Work request – Among the records that follow, set down only the lines from the one containing "For each <instance>, the" to the one containing "box: [198, 127, 214, 137]", both included, exactly.

• • • • •

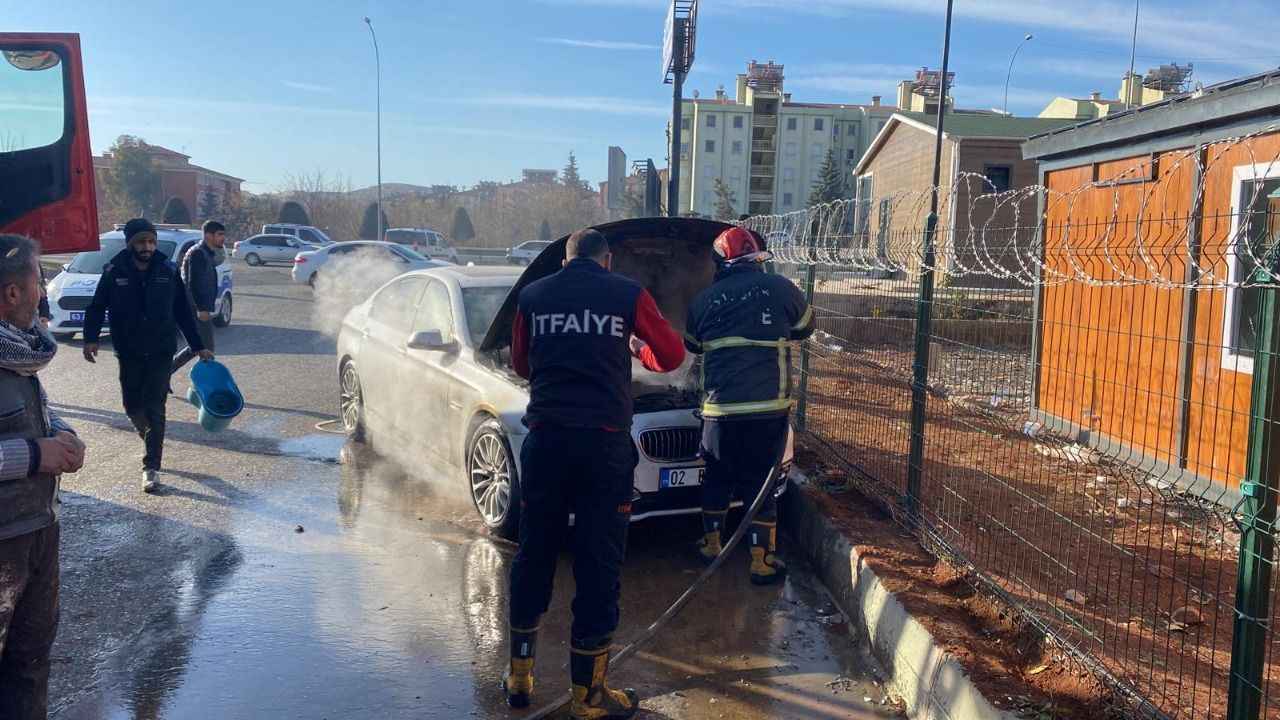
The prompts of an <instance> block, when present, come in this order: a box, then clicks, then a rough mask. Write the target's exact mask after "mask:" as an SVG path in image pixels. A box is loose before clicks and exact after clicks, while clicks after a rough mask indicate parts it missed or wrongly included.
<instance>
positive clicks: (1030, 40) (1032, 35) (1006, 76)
mask: <svg viewBox="0 0 1280 720" xmlns="http://www.w3.org/2000/svg"><path fill="white" fill-rule="evenodd" d="M1034 38H1036V36H1034V35H1032V33H1029V32H1028V33H1027V36H1025V37H1023V41H1021V42H1019V44H1018V47H1015V49H1014V56H1012V58H1010V59H1009V72H1007V73H1006V74H1005V108H1004V109H1005V114H1006V115H1007V114H1009V81H1010V78H1012V77H1014V60H1016V59H1018V53H1020V51H1021V49H1023V45H1027V44H1028V42H1030V41H1032V40H1034Z"/></svg>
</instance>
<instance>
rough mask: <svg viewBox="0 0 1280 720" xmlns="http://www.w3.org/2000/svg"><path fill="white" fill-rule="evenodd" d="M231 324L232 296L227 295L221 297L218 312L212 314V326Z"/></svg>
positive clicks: (231, 310)
mask: <svg viewBox="0 0 1280 720" xmlns="http://www.w3.org/2000/svg"><path fill="white" fill-rule="evenodd" d="M229 324H232V296H230V295H228V296H227V297H225V299H223V306H221V307H219V309H218V314H216V315H214V327H218V328H225V327H227V325H229Z"/></svg>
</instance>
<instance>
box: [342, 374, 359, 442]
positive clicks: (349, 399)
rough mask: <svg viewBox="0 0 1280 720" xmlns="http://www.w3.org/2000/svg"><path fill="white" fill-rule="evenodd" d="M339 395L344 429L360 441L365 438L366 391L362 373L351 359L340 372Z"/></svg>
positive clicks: (349, 436) (355, 440)
mask: <svg viewBox="0 0 1280 720" xmlns="http://www.w3.org/2000/svg"><path fill="white" fill-rule="evenodd" d="M338 383H339V396H338V406H339V407H340V410H342V429H343V430H346V433H347V437H349V438H351V439H353V441H356V442H360V441H364V439H365V393H364V391H362V389H361V387H360V375H358V374H357V373H356V364H355V363H352V361H351V360H348V361H346V363H343V365H342V372H340V373H339V374H338Z"/></svg>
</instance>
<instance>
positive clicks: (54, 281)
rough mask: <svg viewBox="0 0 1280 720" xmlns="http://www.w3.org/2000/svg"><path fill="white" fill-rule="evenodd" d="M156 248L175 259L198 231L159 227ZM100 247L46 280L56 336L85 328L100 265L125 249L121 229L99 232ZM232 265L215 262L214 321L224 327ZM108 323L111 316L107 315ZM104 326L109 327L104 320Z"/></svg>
mask: <svg viewBox="0 0 1280 720" xmlns="http://www.w3.org/2000/svg"><path fill="white" fill-rule="evenodd" d="M156 236H157V241H159V242H157V243H156V250H157V251H160V252H163V254H164V255H165V256H166V258H169V259H170V260H172V261H173V263H178V261H179V260H180V259H182V256H183V255H186V254H187V251H188V250H191V247H192V246H193V245H196V243H197V242H200V241H201V238H202V237H204V234H202V233H201V232H200V231H189V229H172V228H159V229H157V231H156ZM99 243H100V246H101V250H93V251H90V252H78V254H76V256H73V258H72V260H70V261H69V263H68V264H65V265H63V272H61V273H60V274H59V275H58V277H55V278H54V279H51V281H49V284H47V286H45V291H46V292H47V295H49V311H50V314H51V315H52V318H51V319H50V320H49V331H50V332H51V333H54V337H55V338H58V340H70V338H72V337H74V336H76V333H78V332H81V331H82V329H83V328H84V309H86V307H88V304H90V301H91V300H93V291H96V290H97V281H99V279H100V278H101V277H102V268H104V266H105V265H106V264H108V263H110V261H111V258H115V255H116V254H118V252H119V251H122V250H124V233H123V232H120V231H111V232H106V233H102V234H100V236H99ZM232 284H233V283H232V269H230V264H229V263H223V264H221V265H219V266H218V306H216V309H215V311H214V324H215V325H218V327H220V328H225V327H227V325H229V324H232ZM108 323H110V318H108ZM104 329H108V328H106V325H105V324H104Z"/></svg>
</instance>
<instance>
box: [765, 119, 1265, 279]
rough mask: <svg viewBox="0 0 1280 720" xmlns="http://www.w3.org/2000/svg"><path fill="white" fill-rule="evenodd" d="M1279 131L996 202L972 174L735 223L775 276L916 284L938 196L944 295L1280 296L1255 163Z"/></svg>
mask: <svg viewBox="0 0 1280 720" xmlns="http://www.w3.org/2000/svg"><path fill="white" fill-rule="evenodd" d="M1277 131H1280V126H1268V127H1266V128H1263V129H1260V131H1256V132H1252V133H1249V135H1244V136H1239V137H1233V138H1228V140H1222V141H1217V142H1212V143H1208V145H1204V146H1201V147H1193V149H1184V150H1174V151H1166V152H1161V154H1153V155H1151V156H1147V158H1144V159H1143V160H1140V161H1137V163H1132V164H1130V165H1128V167H1124V168H1121V169H1119V172H1115V173H1108V172H1106V168H1107V167H1108V165H1110V164H1108V163H1098V164H1093V165H1083V167H1082V168H1069V169H1065V170H1056V172H1055V173H1051V174H1050V179H1048V182H1050V186H1042V184H1032V186H1025V187H1019V188H1012V190H1007V191H1000V190H998V188H997V187H996V186H995V184H993V183H992V182H991V179H989V178H987V177H984V176H983V174H980V173H972V172H963V173H959V174H957V176H956V178H955V181H954V182H951V183H948V184H946V186H938V187H937V188H934V187H925V188H908V190H900V191H893V192H887V193H882V195H877V196H872V197H865V199H856V200H837V201H833V202H826V204H822V205H817V206H813V208H808V209H805V210H797V211H794V213H786V214H777V215H754V217H750V218H748V219H745V220H742V222H741V223H740V224H741V225H742V227H746V228H749V229H751V231H755V232H758V233H760V234H762V236H763V237H764V238H765V241H767V242H768V246H769V249H771V250H772V251H773V254H774V256H776V259H777V260H778V261H781V263H794V264H801V265H809V264H814V265H827V266H840V268H841V269H844V270H851V272H865V273H869V274H876V273H878V274H883V275H891V277H906V278H918V277H919V274H920V273H922V272H923V270H925V269H927V265H925V255H924V233H925V225H927V219H928V211H929V205H931V202H932V200H933V195H934V192H937V193H938V205H940V213H938V217H940V223H938V227H937V231H936V236H934V247H936V261H934V263H933V265H932V268H928V269H932V270H933V272H934V273H940V274H945V275H946V277H947V278H950V279H951V281H955V282H960V283H963V282H964V281H965V279H966V278H968V279H986V281H1000V282H1002V283H1007V284H1021V286H1025V287H1038V286H1053V284H1064V283H1083V284H1089V286H1100V287H1106V286H1153V287H1160V288H1207V290H1212V288H1226V287H1256V286H1280V275H1276V274H1271V273H1270V272H1267V270H1266V268H1271V266H1274V265H1276V259H1277V256H1280V191H1277V192H1272V193H1270V195H1275V199H1274V200H1272V199H1270V197H1263V192H1265V190H1266V186H1267V183H1268V182H1272V181H1274V182H1275V183H1276V184H1280V150H1276V151H1267V152H1262V150H1261V146H1262V143H1261V142H1258V138H1260V137H1262V136H1267V135H1271V133H1276V132H1277ZM1073 173H1075V174H1078V173H1088V176H1089V177H1088V178H1087V179H1083V181H1076V182H1075V184H1074V186H1071V187H1068V188H1064V187H1061V183H1060V182H1059V181H1057V178H1059V177H1065V178H1073V177H1075V174H1073ZM1224 178H1225V181H1228V182H1224ZM876 179H878V178H873V182H876ZM1064 182H1065V181H1064ZM1055 186H1057V187H1055ZM1210 186H1212V187H1213V192H1215V195H1213V196H1208V195H1207V187H1210ZM1245 188H1248V190H1245ZM1268 204H1270V205H1274V208H1272V206H1268ZM941 219H945V222H941Z"/></svg>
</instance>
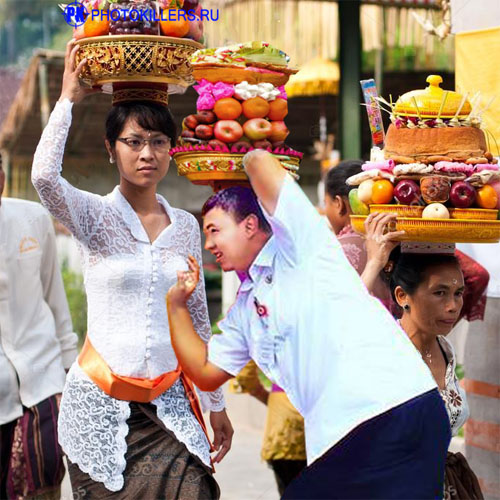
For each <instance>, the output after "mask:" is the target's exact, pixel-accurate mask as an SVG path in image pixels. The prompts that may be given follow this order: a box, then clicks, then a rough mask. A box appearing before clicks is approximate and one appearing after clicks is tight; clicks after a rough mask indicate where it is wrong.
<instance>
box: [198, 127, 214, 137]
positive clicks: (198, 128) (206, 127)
mask: <svg viewBox="0 0 500 500" xmlns="http://www.w3.org/2000/svg"><path fill="white" fill-rule="evenodd" d="M194 133H195V134H196V137H198V139H204V140H207V139H211V138H212V137H213V135H214V128H213V127H211V126H210V125H205V124H200V125H198V126H197V127H196V129H195V131H194Z"/></svg>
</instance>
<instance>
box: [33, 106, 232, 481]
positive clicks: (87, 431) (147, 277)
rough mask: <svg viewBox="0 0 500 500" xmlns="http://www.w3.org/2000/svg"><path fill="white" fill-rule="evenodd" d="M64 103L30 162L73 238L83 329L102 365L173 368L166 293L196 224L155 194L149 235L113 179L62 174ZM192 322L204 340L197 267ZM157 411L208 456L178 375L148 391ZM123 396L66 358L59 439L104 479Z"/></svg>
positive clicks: (67, 453)
mask: <svg viewBox="0 0 500 500" xmlns="http://www.w3.org/2000/svg"><path fill="white" fill-rule="evenodd" d="M71 109H72V103H71V102H70V101H69V100H67V99H66V100H64V101H62V102H59V103H57V104H56V107H55V108H54V110H53V112H52V114H51V116H50V120H49V122H48V124H47V126H46V128H45V130H44V131H43V134H42V138H41V140H40V143H39V144H38V147H37V150H36V153H35V157H34V163H33V171H32V181H33V184H34V186H35V188H36V190H37V191H38V194H39V195H40V198H41V200H42V203H43V204H44V206H45V207H46V208H47V209H48V210H49V211H50V212H51V214H52V215H53V216H54V217H55V218H57V219H58V220H59V221H61V222H62V223H63V224H64V225H65V226H66V227H68V228H69V229H70V230H71V232H72V233H73V235H74V237H75V238H76V240H77V243H78V247H79V250H80V255H81V258H82V267H83V274H84V280H85V288H86V291H87V300H88V325H87V326H88V336H89V339H90V341H91V343H92V345H93V346H94V347H95V349H96V350H97V351H98V352H99V354H100V355H101V356H102V357H103V358H104V360H105V361H106V362H107V364H108V365H109V366H110V368H111V370H113V371H114V372H115V373H117V374H119V375H125V376H129V377H142V378H149V379H152V378H155V377H158V376H159V375H161V374H162V373H164V372H168V371H171V370H175V368H176V367H177V364H178V363H177V358H176V356H175V354H174V351H173V348H172V345H171V341H170V331H169V326H168V320H167V313H166V307H165V294H166V292H167V291H168V290H169V288H170V287H171V286H172V285H173V284H174V283H175V282H176V281H177V270H187V263H186V259H187V256H188V254H192V255H193V256H194V257H195V258H196V259H197V260H198V262H201V239H200V228H199V225H198V223H197V221H196V219H195V218H194V217H193V216H192V215H191V214H189V213H187V212H185V211H183V210H179V209H175V208H172V207H171V206H170V205H169V204H168V203H167V201H166V200H165V199H164V198H163V197H162V196H160V195H157V198H158V201H159V202H160V203H161V205H162V206H163V207H164V209H165V211H166V212H167V214H168V216H169V218H170V221H171V224H170V225H169V226H168V227H167V228H166V229H165V230H164V231H163V232H162V233H161V234H160V235H159V236H158V238H157V239H156V240H155V241H154V242H153V243H150V241H149V238H148V236H147V234H146V231H145V230H144V227H143V226H142V224H141V222H140V220H139V218H138V216H137V214H136V213H135V212H134V210H133V209H132V207H131V206H130V204H129V203H128V202H127V200H126V199H125V197H124V196H123V195H122V194H121V192H120V190H119V188H118V187H116V188H115V189H114V190H113V192H112V193H110V194H108V195H107V196H99V195H96V194H92V193H88V192H86V191H81V190H79V189H76V188H75V187H73V186H72V185H71V184H69V183H68V182H67V181H66V180H65V179H64V178H62V177H61V165H62V160H63V154H64V147H65V142H66V138H67V135H68V131H69V128H70V125H71ZM188 307H189V311H190V313H191V317H192V320H193V324H194V327H195V330H196V331H197V332H198V334H199V335H200V336H201V337H202V338H203V340H204V341H205V342H208V340H209V338H210V322H209V318H208V311H207V305H206V296H205V284H204V280H203V276H202V277H201V280H200V283H199V284H198V287H197V288H196V290H195V292H194V294H193V295H192V297H191V298H190V300H189V302H188ZM199 393H200V396H201V400H202V405H203V407H204V408H205V409H209V410H211V411H221V410H223V409H224V398H223V394H222V391H221V389H218V390H217V391H214V392H211V393H202V392H201V391H199ZM153 404H155V405H156V407H157V414H158V417H159V418H160V419H161V420H162V422H163V423H164V424H165V426H166V427H167V429H169V430H171V431H172V432H173V433H174V434H175V436H176V437H177V439H178V440H179V441H180V442H182V443H184V444H185V445H186V447H187V449H188V450H189V451H190V452H191V453H193V454H194V455H196V456H197V457H199V458H200V459H201V460H202V461H203V462H204V463H205V464H207V465H210V454H209V443H208V440H207V438H206V436H205V434H204V432H203V430H202V429H201V426H200V424H199V423H198V421H197V420H196V417H195V416H194V414H193V412H192V411H191V407H190V404H189V401H188V399H187V397H186V394H185V391H184V388H183V385H182V383H181V382H180V381H177V382H176V383H175V384H174V385H173V386H172V387H171V388H170V389H169V390H168V391H166V392H165V393H164V394H162V395H161V396H160V397H158V398H157V399H155V400H154V401H153ZM129 415H130V406H129V403H128V402H127V401H121V400H117V399H114V398H111V397H110V396H108V395H107V394H105V393H104V392H103V391H102V390H101V389H100V388H99V387H97V386H96V385H95V384H94V383H93V382H92V381H91V380H90V379H89V378H88V377H87V375H86V374H85V373H84V372H83V370H82V369H81V368H80V367H79V366H78V363H77V362H75V364H73V366H72V368H71V370H70V372H69V374H68V377H67V380H66V385H65V388H64V392H63V397H62V401H61V408H60V415H59V442H60V444H61V446H62V448H63V450H64V452H65V453H66V454H67V456H68V458H69V459H70V460H71V462H73V463H76V464H77V465H78V466H79V467H80V469H81V470H82V471H83V472H86V473H88V474H89V475H90V477H91V478H92V479H93V480H94V481H100V482H102V483H104V486H106V488H107V489H109V490H111V491H119V490H120V489H122V488H123V471H124V470H125V466H126V463H125V452H126V449H127V444H126V441H125V438H126V436H127V434H128V426H127V423H126V421H127V418H128V417H129Z"/></svg>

• • • • •

Answer –
For each <instance>, the output after "mask:" is the target's exact, pixel-accurate mask as an SVG path in image pixels. The prompts that may be given follow this order: a box, then clicks, then a rough mask. A box appearing before clicks is approximate and one appearing after clicks is tight; clicks after a rough mask indicate where it is wrong.
<instance>
box: [198, 127, 214, 137]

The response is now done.